§ Set problem
Every record must be transcribed in its entirety, apart from the images, which are to be omitted.

§ Entries shown
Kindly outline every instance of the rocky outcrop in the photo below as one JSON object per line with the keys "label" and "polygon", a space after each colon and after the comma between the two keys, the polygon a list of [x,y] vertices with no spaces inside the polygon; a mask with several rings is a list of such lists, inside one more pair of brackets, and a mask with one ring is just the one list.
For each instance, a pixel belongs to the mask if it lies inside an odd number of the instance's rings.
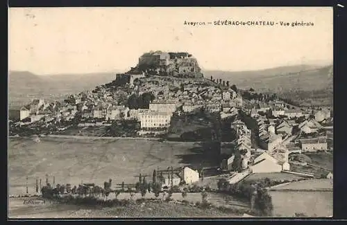
{"label": "rocky outcrop", "polygon": [[149,75],[171,75],[178,78],[202,78],[198,61],[188,53],[152,51],[143,54],[132,70]]}

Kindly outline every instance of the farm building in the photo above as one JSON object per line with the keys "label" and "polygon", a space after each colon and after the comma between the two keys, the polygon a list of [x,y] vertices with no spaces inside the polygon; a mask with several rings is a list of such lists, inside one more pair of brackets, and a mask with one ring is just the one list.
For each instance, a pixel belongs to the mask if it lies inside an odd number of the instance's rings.
{"label": "farm building", "polygon": [[185,167],[182,173],[182,177],[185,183],[190,184],[198,181],[199,174],[197,171],[192,170],[188,167]]}
{"label": "farm building", "polygon": [[253,173],[278,172],[282,171],[282,166],[273,160],[262,159],[250,166]]}
{"label": "farm building", "polygon": [[268,153],[263,152],[260,156],[258,156],[257,158],[254,159],[254,163],[257,163],[257,162],[263,160],[264,159],[266,159],[271,160],[271,161],[272,161],[275,163],[278,163],[278,162],[277,161],[277,159],[276,159],[275,158],[273,158],[273,156],[271,156],[271,155],[269,155]]}
{"label": "farm building", "polygon": [[283,121],[276,127],[277,134],[286,134],[291,135],[293,127],[291,126],[287,121]]}
{"label": "farm building", "polygon": [[301,139],[299,141],[303,152],[316,152],[328,150],[326,138]]}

§ Finished task
Kindly outline every instance of the rocky outcrop in the photo below as one JSON object per line with the keys "label" and "polygon", a space after each colon and after the comma between the two keys, the polygon a list of [x,y] vertices with no spaces inside the polygon; a mask with several rings is a list of such lists, inside one more pair of brackets, and a mask with one ring is just the one list.
For each instance, a pixel belongs to the mask if it lies inside an odd number of the instance's rings.
{"label": "rocky outcrop", "polygon": [[149,75],[171,75],[178,78],[202,78],[198,61],[188,53],[152,51],[143,54],[132,70]]}

Kindly outline every instance of the farm building in the photo above as one JSON object per line with the keys "label" and "polygon", a space after each colon and after the comma between the two keys, the polygon a list of [x,y] vertices with no spaces inside the polygon; a mask with several rings is a list of such lists, inside one more pair of brackets, and a mask with one ring is just the one list.
For each instance, a pixel belongs to the mask if it lies inside an odd number of the instance's rings.
{"label": "farm building", "polygon": [[185,167],[182,173],[182,177],[185,183],[190,184],[198,181],[199,174],[197,171],[192,170],[188,167]]}
{"label": "farm building", "polygon": [[253,173],[278,172],[282,171],[282,166],[273,160],[262,159],[250,166]]}
{"label": "farm building", "polygon": [[268,153],[263,152],[260,156],[258,156],[257,158],[254,159],[254,163],[257,163],[257,162],[263,160],[264,159],[266,159],[271,160],[271,161],[272,161],[275,163],[278,163],[278,162],[277,161],[277,159],[276,159],[275,158],[273,158],[273,156],[271,156],[271,155],[269,155]]}
{"label": "farm building", "polygon": [[283,121],[276,127],[277,134],[286,134],[291,135],[293,127],[291,126],[287,121]]}
{"label": "farm building", "polygon": [[301,139],[299,141],[303,152],[316,152],[328,150],[326,138]]}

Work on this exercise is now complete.